WHAT IS REQUIRED: Reproduce the entire text about the song "Fr Fr" word for word.

QUOTED TEXT:

┌──

"Fr Fr" ("For Real For Real") is a song by American rapper Wiz Khalifa featuring fellow American rapper Lil Skies. Produced by I.D. Labs and Nostxlgic, It is the fifth single from the former's sixth studio album Rolling Papers 2 (2018).

Critical reception
Kevin Goddard of HotNewHipHop gave the song a "Very Hottt" rating. Preezy of XXL regarded the song as among the "forgettable" tracks of Rolling Papers 2 that "leave much to be desired".

Music video
The music video was released on September 18, 2018. Directed by Cole Bennett, it finds the rappers as employees at a grocery store and also being seen as action figures and household products in scattered scenes. into opening with Wiz Khalifa working as a cashier before abandoning his duties to smoke a joint. Lil Skies, who is working in the meat department, joins him, and they begin a party in the market. While Skies leads a "mosh pit" in an aisle, a woman removes her tops and another one is seen twerking. The store manager shows up and angrily berates the employees, but a worker throws a can of tomato sauce on him, blinding him. They physically remove him from the store and continue partying outside in the parking lot, with more customers and employees joining.

└──

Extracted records

┌──

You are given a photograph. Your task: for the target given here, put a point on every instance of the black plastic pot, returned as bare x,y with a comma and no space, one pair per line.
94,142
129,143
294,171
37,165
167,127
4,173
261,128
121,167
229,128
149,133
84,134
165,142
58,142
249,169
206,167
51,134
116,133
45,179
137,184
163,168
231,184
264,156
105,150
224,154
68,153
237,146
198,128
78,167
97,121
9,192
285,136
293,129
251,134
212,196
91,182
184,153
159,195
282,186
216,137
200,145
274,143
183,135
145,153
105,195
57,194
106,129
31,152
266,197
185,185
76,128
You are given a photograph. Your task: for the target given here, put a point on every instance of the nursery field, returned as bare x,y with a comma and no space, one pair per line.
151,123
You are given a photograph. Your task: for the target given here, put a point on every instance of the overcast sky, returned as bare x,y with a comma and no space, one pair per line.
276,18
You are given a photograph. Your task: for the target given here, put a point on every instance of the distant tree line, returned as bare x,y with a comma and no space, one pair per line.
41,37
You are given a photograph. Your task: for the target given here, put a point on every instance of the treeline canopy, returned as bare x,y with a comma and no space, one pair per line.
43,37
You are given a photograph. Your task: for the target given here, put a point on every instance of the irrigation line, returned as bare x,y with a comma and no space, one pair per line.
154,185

└──

ANSWER:
"Fr Fr" ("For Real For Real") is a song by American rapper Wiz Khalifa featuring fellow American rapper Lil Skies. Produced by I.D. Labs and Nostxlgic, It is the fifth single from the former's sixth studio album Rolling Papers 2 (2018).

Critical reception
Kevin Goddard of HotNewHipHop gave the song a "Very Hottt" rating. Preezy of XXL regarded the song as among the "forgettable" tracks of Rolling Papers 2 that "leave much to be desired".

Music video
The music video was released on September 18, 2018. Directed by Cole Bennett, it finds the rappers as employees at a grocery store and also being seen as action figures and household products in scattered scenes. into opening with Wiz Khalifa working as a cashier before abandoning his duties to smoke a joint. Lil Skies, who is working in the meat department, joins him, and they begin a party in the market. While Skies leads a "mosh pit" in an aisle, a woman removes her tops and another one is seen twerking. The store manager shows up and angrily berates the employees, but a worker throws a can of tomato sauce on him, blinding him. They physically remove him from the store and continue partying outside in the parking lot, with more customers and employees joining.